--- Start Supplied entries ---

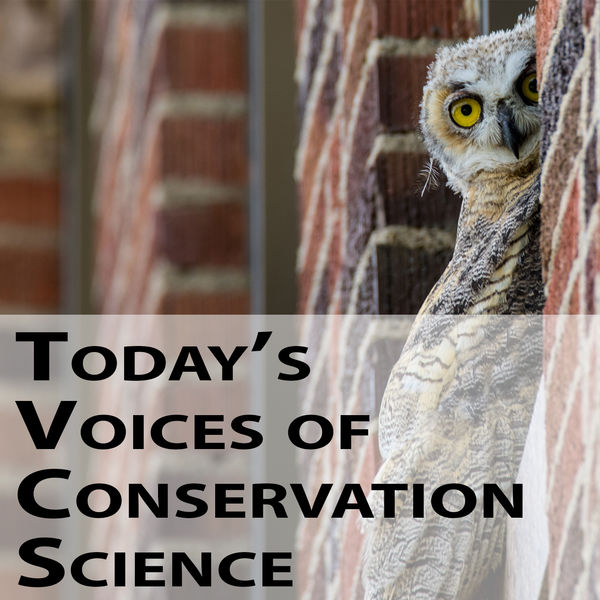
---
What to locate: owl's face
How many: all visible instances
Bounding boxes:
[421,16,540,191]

--- End Supplied entries ---
--- Start Supplied entries ---

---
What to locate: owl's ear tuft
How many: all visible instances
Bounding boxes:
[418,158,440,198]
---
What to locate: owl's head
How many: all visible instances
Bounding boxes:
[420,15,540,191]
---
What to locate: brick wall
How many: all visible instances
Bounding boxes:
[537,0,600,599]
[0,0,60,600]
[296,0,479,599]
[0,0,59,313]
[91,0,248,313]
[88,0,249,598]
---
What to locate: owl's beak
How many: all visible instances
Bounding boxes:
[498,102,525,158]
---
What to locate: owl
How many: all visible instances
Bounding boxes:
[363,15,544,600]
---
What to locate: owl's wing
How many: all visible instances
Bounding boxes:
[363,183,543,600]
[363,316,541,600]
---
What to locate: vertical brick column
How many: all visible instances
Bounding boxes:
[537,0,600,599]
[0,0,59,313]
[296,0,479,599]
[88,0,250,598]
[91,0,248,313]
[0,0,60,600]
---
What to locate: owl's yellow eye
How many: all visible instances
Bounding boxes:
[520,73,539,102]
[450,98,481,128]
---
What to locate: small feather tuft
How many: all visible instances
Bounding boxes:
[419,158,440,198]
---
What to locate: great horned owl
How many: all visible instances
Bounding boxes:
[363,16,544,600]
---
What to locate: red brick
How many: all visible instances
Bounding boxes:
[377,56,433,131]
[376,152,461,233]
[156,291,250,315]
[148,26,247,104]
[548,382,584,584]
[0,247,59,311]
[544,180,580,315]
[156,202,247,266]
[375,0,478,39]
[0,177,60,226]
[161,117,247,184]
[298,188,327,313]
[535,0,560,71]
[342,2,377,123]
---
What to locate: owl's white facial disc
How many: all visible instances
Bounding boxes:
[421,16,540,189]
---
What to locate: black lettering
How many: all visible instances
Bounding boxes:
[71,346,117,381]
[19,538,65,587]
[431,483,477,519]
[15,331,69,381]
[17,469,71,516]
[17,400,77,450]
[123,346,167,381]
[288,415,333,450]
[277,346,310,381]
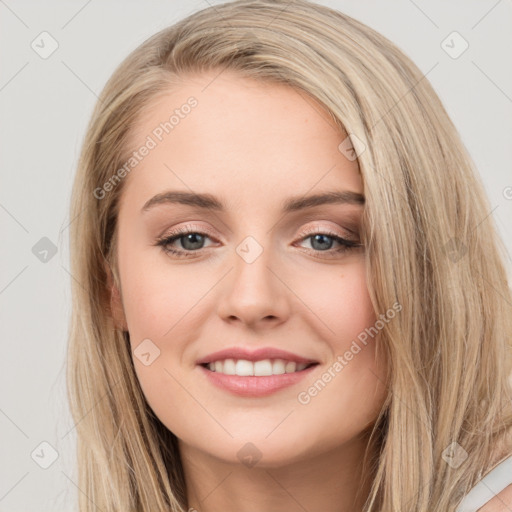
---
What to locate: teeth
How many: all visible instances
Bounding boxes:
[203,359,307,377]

--- End Supplied entries ---
--- Start Supplied entries ---

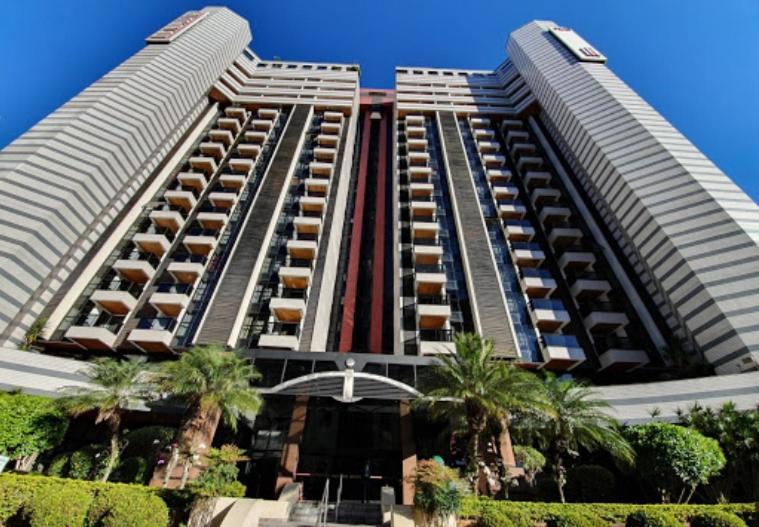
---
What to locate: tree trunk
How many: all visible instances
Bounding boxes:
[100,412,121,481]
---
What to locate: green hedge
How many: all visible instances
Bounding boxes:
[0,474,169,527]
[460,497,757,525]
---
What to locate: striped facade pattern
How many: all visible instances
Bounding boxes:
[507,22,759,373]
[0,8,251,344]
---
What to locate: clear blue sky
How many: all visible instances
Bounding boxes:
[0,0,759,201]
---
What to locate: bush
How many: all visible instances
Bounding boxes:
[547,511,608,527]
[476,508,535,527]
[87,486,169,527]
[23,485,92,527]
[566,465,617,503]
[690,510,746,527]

--- End Supplied entries ---

Pull out every line of the data above that contains the string "tuft", treating uppercase and lowercase as different.

Solution below:
What to locate: owl's ear tuft
What to locate: small feather tuft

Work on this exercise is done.